──────── Extrait choisi

Interview de Camille Cottin

Maîtresse de cérémonie

Que représente le Festival de Cannes pour vous ?

Un moment assez unique où des cinéphiles du monde entier se retrouvent. C'est très émouvant. Tant parce que le Festival a été créé pour résister à l’emprise de la censure fasciste en 39 en se faisant appeler « le cinéma du monde libre », que parce qu’il continue d'agir sur nous comme fabrique à rêves, et que la mythologie des marches nous fascine encore. 

Que signifie pour vous le fait de venir aujourd’hui en tant que maîtresse de cérémonie et comment envisagez-vous votre rôle ?

C'est un honneur et une preuve de confiance à laquelle j'essaierai de répondre du mieux que je peux. J'ai l'impression que la maîtresse de cérémonie, comme son nom l’indique, se doit d'accueillir les festivaliers, les spectateurs et de les emmener avec douceur dans ce moment un peu hors du temps, avant d'accueillir le jury et que soit déclaré le Festival ouvert. Elle tire délicatement le rideau.

Avez-vous le trac ?

Oui. C'est une très grande salle de 2 300 personnes, et c'est en direct, retransmis dans le monde entier. J'essaierai de ne pas penser à tout ça avant d'entrer en scène, mais je pense que mon corps ne sera pas complètement docile face au trac… 

Ce rôle consacre votre parcours de comédienne qui a su allier le cinéma grand public et d’auteur, films français et films internationaux. Quel regard portez-vous sur votre carrière, et comment parvenez-vous à toujours vous réinventer (de bobo mal élevée à agent forte et frontale, de fille fêtarde à mère douce et femme déterminée…) ?

────────────────
──────── Données de travail

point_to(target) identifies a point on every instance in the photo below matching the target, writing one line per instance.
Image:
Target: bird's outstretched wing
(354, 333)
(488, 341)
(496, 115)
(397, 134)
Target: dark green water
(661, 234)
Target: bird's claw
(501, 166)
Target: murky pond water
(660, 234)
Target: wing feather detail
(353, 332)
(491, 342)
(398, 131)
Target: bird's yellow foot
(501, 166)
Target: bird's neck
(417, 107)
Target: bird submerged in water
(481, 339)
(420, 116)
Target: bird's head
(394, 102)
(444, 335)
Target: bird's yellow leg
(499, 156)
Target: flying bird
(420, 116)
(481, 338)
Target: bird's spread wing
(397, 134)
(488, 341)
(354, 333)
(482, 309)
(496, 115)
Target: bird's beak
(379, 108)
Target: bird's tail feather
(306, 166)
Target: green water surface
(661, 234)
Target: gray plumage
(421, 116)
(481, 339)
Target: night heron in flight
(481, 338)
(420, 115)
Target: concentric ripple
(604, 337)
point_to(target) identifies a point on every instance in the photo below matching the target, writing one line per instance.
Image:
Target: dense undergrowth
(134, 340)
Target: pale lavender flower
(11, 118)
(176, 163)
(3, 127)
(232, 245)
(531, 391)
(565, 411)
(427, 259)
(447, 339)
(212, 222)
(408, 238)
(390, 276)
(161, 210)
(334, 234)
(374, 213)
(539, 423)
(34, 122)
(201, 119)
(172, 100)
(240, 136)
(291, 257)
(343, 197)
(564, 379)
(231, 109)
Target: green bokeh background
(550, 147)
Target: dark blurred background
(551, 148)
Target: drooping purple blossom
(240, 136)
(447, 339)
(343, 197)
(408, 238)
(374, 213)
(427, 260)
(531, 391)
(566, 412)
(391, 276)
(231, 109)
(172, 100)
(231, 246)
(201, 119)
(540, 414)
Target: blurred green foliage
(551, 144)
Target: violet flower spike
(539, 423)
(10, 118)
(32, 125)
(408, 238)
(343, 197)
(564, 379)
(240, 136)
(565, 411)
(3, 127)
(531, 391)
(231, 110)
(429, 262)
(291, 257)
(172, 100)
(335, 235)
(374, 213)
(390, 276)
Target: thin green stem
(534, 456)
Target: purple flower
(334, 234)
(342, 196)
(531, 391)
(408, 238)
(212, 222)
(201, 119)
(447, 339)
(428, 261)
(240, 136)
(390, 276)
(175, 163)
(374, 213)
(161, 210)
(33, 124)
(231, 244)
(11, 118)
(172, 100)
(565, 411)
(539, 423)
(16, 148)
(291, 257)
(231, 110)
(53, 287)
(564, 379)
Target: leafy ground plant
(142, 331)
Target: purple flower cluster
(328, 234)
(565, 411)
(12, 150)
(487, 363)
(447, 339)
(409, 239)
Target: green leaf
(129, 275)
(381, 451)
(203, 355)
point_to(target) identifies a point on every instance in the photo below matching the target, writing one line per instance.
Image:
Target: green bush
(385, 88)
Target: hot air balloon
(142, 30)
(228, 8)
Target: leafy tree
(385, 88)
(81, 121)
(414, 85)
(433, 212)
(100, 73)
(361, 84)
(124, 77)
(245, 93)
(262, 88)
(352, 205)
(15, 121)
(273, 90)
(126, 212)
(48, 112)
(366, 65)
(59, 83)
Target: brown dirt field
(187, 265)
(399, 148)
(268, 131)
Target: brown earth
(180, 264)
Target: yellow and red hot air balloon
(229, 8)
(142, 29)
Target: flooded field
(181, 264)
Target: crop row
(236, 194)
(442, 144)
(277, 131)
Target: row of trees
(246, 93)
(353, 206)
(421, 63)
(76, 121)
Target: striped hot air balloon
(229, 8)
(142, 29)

────────────────

§ Consignes
**1)** Recopiez le passage de l'interview de Camille Cottin qui va de « Oui. C'est une » jusqu'à « et femme déterminée…) ? », ces deux bornes comprises.
**2)** Reproduisez à l'identique, dans les entrées, tout ce qui va de la ligne contenant « Target: yellow and red hot air balloon » jusqu'à la fin des entrées, ces deux bornes incluses.

§ Réponses fournies
**1)**
Oui. C'est une très grande salle de 2 300 personnes, et c'est en direct, retransmis dans le monde entier. J'essaierai de ne pas penser à tout ça avant d'entrer en scène, mais je pense que mon corps ne sera pas complètement docile face au trac… 

Ce rôle consacre votre parcours de comédienne qui a su allier le cinéma grand public et d’auteur, films français et films internationaux. Quel regard portez-vous sur votre carrière, et comment parvenez-vous à toujours vous réinventer (de bobo mal élevée à agent forte et frontale, de fille fêtarde à mère douce et femme déterminée…) ?

**2)**
Target: yellow and red hot air balloon
(229, 8)
(142, 29)
Target: flooded field
(181, 264)
Target: crop row
(236, 194)
(442, 144)
(277, 131)
Target: row of trees
(246, 93)
(353, 206)
(421, 63)
(76, 121)
Target: striped hot air balloon
(229, 8)
(142, 29)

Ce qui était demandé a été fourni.